(Data excerpts)

==================================================

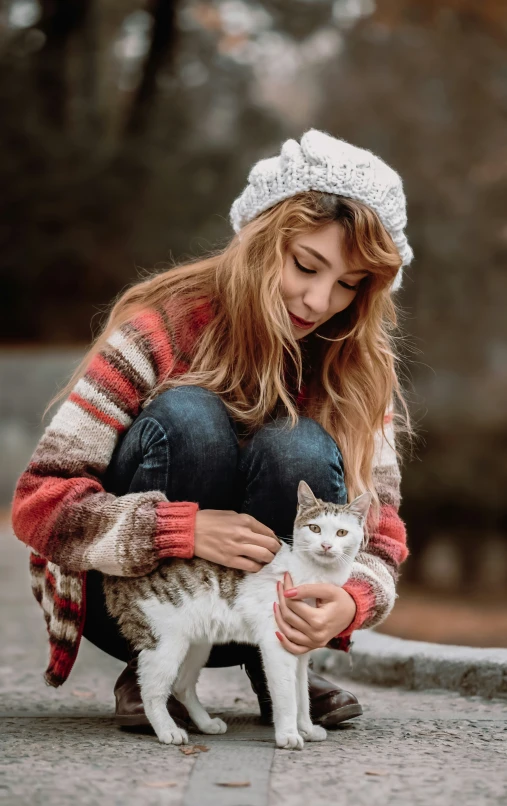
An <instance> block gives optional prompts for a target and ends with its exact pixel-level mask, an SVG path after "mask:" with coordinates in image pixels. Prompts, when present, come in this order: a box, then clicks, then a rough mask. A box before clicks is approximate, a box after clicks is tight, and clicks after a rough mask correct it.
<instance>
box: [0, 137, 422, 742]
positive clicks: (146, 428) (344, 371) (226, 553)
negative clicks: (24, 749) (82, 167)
mask: <svg viewBox="0 0 507 806" xmlns="http://www.w3.org/2000/svg"><path fill="white" fill-rule="evenodd" d="M231 222H232V225H233V228H234V230H235V233H236V234H235V236H234V237H233V238H232V240H231V241H230V243H229V244H228V245H227V246H226V247H225V249H223V250H221V251H216V252H215V253H212V254H211V255H210V256H208V257H206V258H204V259H198V260H194V261H192V262H190V263H187V264H184V265H181V266H178V267H175V268H172V269H170V270H169V271H166V272H163V273H161V274H157V275H155V276H153V277H152V278H150V279H148V280H145V281H143V282H140V283H138V284H137V285H134V286H133V287H132V288H130V289H129V290H128V291H127V292H126V293H124V294H123V296H122V297H121V298H120V299H119V300H118V301H117V303H116V304H115V306H114V307H113V309H112V312H111V314H110V317H109V321H108V323H107V325H106V327H105V330H104V332H103V333H102V334H101V335H100V336H99V338H98V339H97V341H96V343H95V344H94V346H93V347H92V348H91V350H90V351H89V353H88V355H87V356H86V357H85V359H84V361H83V363H82V365H81V366H80V367H79V368H78V369H77V370H76V372H75V374H74V376H73V377H72V379H71V380H70V382H69V384H68V386H67V387H66V389H64V390H63V392H62V393H61V395H59V397H66V399H65V401H64V403H63V404H62V405H61V407H60V409H59V410H58V411H57V413H56V414H55V416H54V417H53V419H52V421H51V422H50V424H49V426H48V427H47V429H46V431H45V433H44V435H43V436H42V438H41V440H40V442H39V444H38V446H37V448H36V450H35V453H34V455H33V457H32V459H31V461H30V463H29V465H28V468H27V469H26V471H25V472H24V473H23V474H22V476H21V478H20V479H19V482H18V485H17V488H16V492H15V497H14V502H13V525H14V531H15V533H16V535H17V536H18V537H19V539H20V540H22V541H24V542H25V543H26V544H28V545H29V546H30V547H31V548H32V553H31V573H32V581H33V591H34V594H35V596H36V598H37V600H38V601H39V603H40V604H41V605H42V608H43V611H44V615H45V618H46V623H47V627H48V632H49V641H50V662H49V666H48V669H47V670H46V673H45V679H46V681H47V682H48V683H49V684H50V685H53V686H59V685H61V684H62V683H63V682H65V680H66V679H67V677H68V675H69V673H70V670H71V668H72V665H73V663H74V660H75V658H76V655H77V651H78V647H79V643H80V639H81V636H82V635H83V634H84V635H85V637H86V638H87V639H88V640H90V641H92V642H93V643H94V644H95V645H96V646H98V647H100V648H101V649H103V650H104V651H106V652H108V653H109V654H111V655H113V656H114V657H117V658H120V659H122V660H125V661H128V665H127V667H126V669H125V670H124V671H123V672H122V675H121V676H120V678H119V680H118V681H117V683H116V686H115V695H116V713H117V717H118V720H119V722H121V723H122V724H130V725H137V724H146V722H147V720H146V717H145V715H144V712H143V707H142V702H141V699H140V695H139V689H138V686H137V680H136V658H135V657H133V655H132V653H131V652H130V649H129V647H128V645H127V644H126V642H125V640H124V639H123V638H122V637H121V635H120V633H119V631H118V629H117V626H116V624H115V622H114V621H113V620H112V619H111V618H110V617H109V616H108V614H107V611H106V609H105V605H104V597H103V593H102V576H103V574H115V575H122V576H132V577H134V576H139V575H143V574H146V573H148V572H150V571H151V570H153V568H155V567H156V566H157V564H158V562H159V561H160V560H161V559H163V558H166V557H192V556H197V557H202V558H205V559H207V560H210V561H213V562H216V563H221V564H223V565H226V566H231V567H234V568H242V569H244V570H247V571H249V572H252V573H255V572H256V571H258V570H259V569H260V568H261V567H262V565H263V564H264V563H266V562H270V561H271V560H272V559H273V557H274V555H275V553H276V552H277V550H278V546H279V544H278V541H277V540H276V536H279V537H281V538H282V539H284V540H289V541H290V539H291V534H292V527H293V522H294V518H295V515H296V490H297V485H298V483H299V481H300V480H301V479H304V480H305V481H307V482H308V483H309V484H310V487H311V488H312V490H313V491H314V493H315V495H317V496H318V497H319V498H321V499H323V500H328V501H331V500H332V501H335V502H336V503H345V502H346V501H347V499H349V500H350V499H352V498H353V497H354V496H356V495H358V494H359V493H360V492H363V491H365V490H370V491H371V492H372V493H373V496H374V504H373V506H372V509H371V512H370V517H369V522H368V532H369V542H368V545H367V547H366V549H365V551H363V552H361V553H360V555H359V556H358V558H357V562H356V563H355V564H354V569H353V572H352V575H351V577H350V579H349V581H348V582H347V584H346V585H344V586H343V588H334V589H332V590H329V588H328V587H327V586H319V585H314V586H310V587H311V590H310V588H309V586H301V587H300V588H299V589H298V590H297V591H296V592H294V591H291V594H290V596H286V595H285V594H286V593H287V592H288V588H290V587H291V584H292V581H291V580H290V578H288V579H287V580H286V584H285V591H284V590H280V591H278V604H279V607H278V608H277V623H278V627H279V631H278V637H279V639H280V641H281V642H282V644H283V645H284V647H285V648H286V649H287V651H288V652H293V653H296V654H299V653H302V652H308V651H310V650H312V649H315V648H317V647H323V646H334V647H336V648H340V649H343V650H345V651H348V650H349V649H350V644H351V642H350V636H351V633H352V632H353V631H354V630H355V629H359V628H361V627H371V626H373V625H376V624H379V623H380V622H381V621H383V620H384V619H385V618H386V616H387V615H388V613H389V612H390V610H391V609H392V607H393V605H394V601H395V598H396V592H395V582H396V580H397V577H398V574H399V571H398V569H399V565H400V563H402V562H403V561H404V560H405V558H406V556H407V553H408V552H407V548H406V541H405V530H404V526H403V523H402V521H401V520H400V518H399V516H398V514H397V513H398V508H399V502H400V496H399V480H400V477H399V470H398V464H397V460H396V453H395V450H394V419H395V418H396V420H397V422H399V423H400V424H401V425H402V426H403V428H404V430H405V431H407V432H409V433H410V424H409V418H408V413H407V410H406V406H405V404H404V401H403V396H402V394H401V391H400V387H399V384H398V380H397V375H396V354H395V347H394V342H393V340H392V337H391V335H390V333H391V331H392V330H393V328H394V327H395V324H396V311H395V307H394V303H393V299H392V293H391V292H393V291H395V290H396V289H397V288H398V287H399V285H400V283H401V273H402V268H403V266H404V265H407V264H408V263H410V260H411V258H412V250H411V249H410V247H409V245H408V243H407V240H406V237H405V235H404V232H403V229H404V226H405V223H406V214H405V196H404V193H403V188H402V182H401V179H400V177H399V176H398V174H397V173H396V172H395V171H393V170H392V169H391V168H389V166H387V165H386V164H385V163H384V162H382V160H380V159H379V158H378V157H375V156H374V155H373V154H371V153H370V152H369V151H365V150H363V149H359V148H356V147H354V146H352V145H350V144H348V143H346V142H344V141H341V140H338V139H336V138H334V137H331V136H330V135H328V134H326V133H325V132H319V131H317V130H314V129H312V130H310V131H308V132H306V134H304V135H303V137H302V139H301V143H300V144H299V143H297V142H296V141H295V140H288V141H287V142H285V143H284V144H283V147H282V150H281V154H280V156H277V157H273V158H271V159H266V160H261V161H260V162H258V163H257V164H256V165H255V166H254V167H253V168H252V170H251V172H250V175H249V180H248V184H247V186H246V187H245V189H244V190H243V192H242V193H241V194H240V196H239V197H238V198H237V199H236V201H235V202H234V204H233V206H232V209H231ZM395 412H396V413H395ZM398 430H400V429H399V428H398ZM305 596H306V597H307V596H314V597H316V598H317V601H318V605H319V606H318V607H317V608H312V607H310V606H308V605H307V604H305V603H304V602H303V601H301V600H302V599H304V598H305ZM273 598H274V600H275V599H276V598H277V594H276V592H275V591H274V592H273ZM239 663H241V664H244V665H245V667H246V671H247V673H248V675H249V677H250V680H251V682H252V686H253V688H254V690H255V691H256V693H257V696H258V698H259V703H260V707H261V715H262V717H263V719H264V720H269V719H270V701H269V694H268V692H267V689H266V682H265V678H264V675H263V671H262V666H261V664H260V662H259V655H258V653H257V650H256V649H254V648H252V647H247V646H244V645H229V646H226V647H215V648H214V650H213V652H212V655H211V658H210V661H209V665H215V666H216V665H218V666H220V665H233V664H239ZM310 694H311V702H312V715H313V719H314V721H316V722H319V723H320V724H322V725H325V726H326V727H332V726H333V725H336V724H338V723H339V722H342V721H344V720H345V719H349V718H351V717H354V716H358V715H360V714H361V713H362V709H361V706H360V704H359V703H358V701H357V698H356V697H355V696H354V695H353V694H351V693H350V692H347V691H343V690H342V689H340V688H337V686H336V685H334V684H332V683H330V682H328V681H326V680H325V679H324V678H322V677H319V676H317V675H315V674H313V673H311V677H310ZM168 707H169V709H170V710H171V713H172V714H173V715H174V716H176V717H177V718H180V720H185V718H186V717H187V714H186V713H185V710H184V709H183V706H180V705H179V704H178V703H176V702H175V701H174V700H170V701H169V702H168Z"/></svg>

==================================================

## Problem to work on
Write out the stretch from the start of the material through the line containing "negative clicks: (24, 749) (82, 167)" with every "clicks" switched to "points" and nothing else changed. Leave the picture out of your answer.

## Answer for this exercise
An <instance> block gives optional prompts for a target and ends with its exact pixel-level mask, an SVG path after "mask:" with coordinates in image pixels. Prompts, when present, come in this order: a box, then points, then a rough mask. A box before points is approximate, a box after points is tight, and points after a rough mask correct it.
<instance>
box: [0, 137, 422, 742]
positive points: (146, 428) (344, 371) (226, 553)
negative points: (24, 749) (82, 167)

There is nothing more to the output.